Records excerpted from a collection
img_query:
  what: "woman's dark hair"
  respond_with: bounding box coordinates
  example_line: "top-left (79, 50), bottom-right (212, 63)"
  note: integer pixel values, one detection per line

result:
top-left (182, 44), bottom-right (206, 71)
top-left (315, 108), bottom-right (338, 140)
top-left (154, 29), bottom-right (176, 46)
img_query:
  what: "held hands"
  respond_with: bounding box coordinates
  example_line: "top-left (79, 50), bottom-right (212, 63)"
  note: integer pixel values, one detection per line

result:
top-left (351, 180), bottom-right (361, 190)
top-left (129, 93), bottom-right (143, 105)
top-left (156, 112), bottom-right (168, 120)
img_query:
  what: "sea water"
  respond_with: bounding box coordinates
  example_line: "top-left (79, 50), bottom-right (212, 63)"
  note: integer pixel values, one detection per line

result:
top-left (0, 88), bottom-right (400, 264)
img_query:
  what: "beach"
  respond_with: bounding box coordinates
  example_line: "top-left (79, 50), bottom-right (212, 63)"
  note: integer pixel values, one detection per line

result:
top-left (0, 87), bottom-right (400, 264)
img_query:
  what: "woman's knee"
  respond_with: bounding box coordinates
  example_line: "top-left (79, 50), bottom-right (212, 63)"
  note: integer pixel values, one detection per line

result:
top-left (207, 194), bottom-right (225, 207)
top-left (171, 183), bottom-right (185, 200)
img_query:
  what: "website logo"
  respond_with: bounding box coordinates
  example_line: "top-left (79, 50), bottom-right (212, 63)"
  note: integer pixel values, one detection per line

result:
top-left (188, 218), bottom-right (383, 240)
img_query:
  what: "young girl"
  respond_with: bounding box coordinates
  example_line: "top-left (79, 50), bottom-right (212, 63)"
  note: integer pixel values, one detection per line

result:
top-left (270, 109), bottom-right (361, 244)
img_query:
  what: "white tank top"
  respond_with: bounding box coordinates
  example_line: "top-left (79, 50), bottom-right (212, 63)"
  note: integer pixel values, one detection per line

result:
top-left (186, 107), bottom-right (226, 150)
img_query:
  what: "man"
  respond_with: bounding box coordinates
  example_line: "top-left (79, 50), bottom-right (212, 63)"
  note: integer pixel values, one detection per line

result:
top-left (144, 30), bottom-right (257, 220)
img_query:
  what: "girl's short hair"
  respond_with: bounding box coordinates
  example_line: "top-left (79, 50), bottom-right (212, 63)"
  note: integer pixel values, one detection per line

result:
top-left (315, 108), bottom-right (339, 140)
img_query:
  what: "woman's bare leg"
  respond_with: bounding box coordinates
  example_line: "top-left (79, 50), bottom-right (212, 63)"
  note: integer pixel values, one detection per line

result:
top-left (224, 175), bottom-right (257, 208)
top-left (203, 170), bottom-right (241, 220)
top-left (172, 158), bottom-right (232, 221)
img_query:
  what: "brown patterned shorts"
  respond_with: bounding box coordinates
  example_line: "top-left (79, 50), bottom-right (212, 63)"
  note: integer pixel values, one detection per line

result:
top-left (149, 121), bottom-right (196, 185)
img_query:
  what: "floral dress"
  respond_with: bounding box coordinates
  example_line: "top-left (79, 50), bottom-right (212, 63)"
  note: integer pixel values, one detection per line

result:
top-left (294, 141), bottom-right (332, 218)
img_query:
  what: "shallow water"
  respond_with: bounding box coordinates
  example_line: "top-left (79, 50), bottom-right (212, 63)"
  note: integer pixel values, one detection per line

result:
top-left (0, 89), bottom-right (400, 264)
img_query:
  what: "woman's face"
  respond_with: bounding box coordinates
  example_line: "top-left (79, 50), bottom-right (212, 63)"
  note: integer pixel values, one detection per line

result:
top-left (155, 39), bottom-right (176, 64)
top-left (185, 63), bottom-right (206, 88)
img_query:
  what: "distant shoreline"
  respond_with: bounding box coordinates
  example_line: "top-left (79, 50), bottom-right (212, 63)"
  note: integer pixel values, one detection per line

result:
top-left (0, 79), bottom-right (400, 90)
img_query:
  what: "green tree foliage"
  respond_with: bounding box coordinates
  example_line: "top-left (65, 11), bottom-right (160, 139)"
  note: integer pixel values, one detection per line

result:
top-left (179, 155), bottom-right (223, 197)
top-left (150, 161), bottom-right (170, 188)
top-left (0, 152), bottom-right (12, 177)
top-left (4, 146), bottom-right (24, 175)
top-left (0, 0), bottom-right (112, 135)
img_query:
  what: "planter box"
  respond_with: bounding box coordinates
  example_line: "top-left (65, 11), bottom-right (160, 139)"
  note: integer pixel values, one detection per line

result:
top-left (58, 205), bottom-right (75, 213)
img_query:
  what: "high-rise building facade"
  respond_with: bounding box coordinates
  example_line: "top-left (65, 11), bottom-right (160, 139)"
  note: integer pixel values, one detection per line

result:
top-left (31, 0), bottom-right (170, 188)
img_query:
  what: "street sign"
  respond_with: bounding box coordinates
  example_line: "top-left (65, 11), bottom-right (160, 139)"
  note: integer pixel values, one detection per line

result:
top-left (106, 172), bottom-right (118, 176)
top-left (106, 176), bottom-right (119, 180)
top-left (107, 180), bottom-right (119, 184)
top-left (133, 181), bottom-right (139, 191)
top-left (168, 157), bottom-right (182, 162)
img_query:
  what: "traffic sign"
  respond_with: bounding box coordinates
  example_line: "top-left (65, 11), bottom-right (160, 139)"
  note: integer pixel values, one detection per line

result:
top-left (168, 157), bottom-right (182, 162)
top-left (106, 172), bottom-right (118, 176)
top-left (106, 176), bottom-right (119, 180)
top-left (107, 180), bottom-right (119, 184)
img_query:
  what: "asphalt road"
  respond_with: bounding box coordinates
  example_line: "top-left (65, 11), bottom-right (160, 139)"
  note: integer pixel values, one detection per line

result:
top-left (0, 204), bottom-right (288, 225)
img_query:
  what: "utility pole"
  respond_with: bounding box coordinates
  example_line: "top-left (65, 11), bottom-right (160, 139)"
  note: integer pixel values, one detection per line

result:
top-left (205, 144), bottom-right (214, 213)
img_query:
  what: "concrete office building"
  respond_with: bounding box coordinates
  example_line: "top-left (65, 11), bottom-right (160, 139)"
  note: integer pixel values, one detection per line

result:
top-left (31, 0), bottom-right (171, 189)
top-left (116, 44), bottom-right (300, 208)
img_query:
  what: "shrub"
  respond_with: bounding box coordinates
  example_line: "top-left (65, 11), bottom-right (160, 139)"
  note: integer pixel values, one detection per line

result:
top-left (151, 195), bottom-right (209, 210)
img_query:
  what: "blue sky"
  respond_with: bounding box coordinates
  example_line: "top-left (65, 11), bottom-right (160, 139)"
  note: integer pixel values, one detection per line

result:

• [THE PROBLEM] Please write out the data above from its start through the line containing "top-left (154, 29), bottom-right (176, 46)", shifting every coordinate in the answers up by 53 and leaving everything else unchanged.

• [WRITTEN SOLUTION]
img_query:
  what: "woman's dark hair"
  respond_with: bounding box coordinates
  example_line: "top-left (79, 50), bottom-right (212, 63)"
  note: integer pixel values, one detection per line

result:
top-left (235, 97), bottom-right (259, 124)
top-left (368, 161), bottom-right (391, 193)
top-left (207, 82), bottom-right (229, 99)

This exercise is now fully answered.